Records from a data source:
══════════
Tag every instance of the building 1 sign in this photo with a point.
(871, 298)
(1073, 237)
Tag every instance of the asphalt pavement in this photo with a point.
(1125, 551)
══════════
**About this exercise**
Every record above must appear again in the answer, unchanged.

**Response to the task**
Tag every instance of the building 1 sign in this photo with a point.
(871, 298)
(1073, 237)
Tag every instance of the asphalt pavement in this photo with a point.
(1125, 551)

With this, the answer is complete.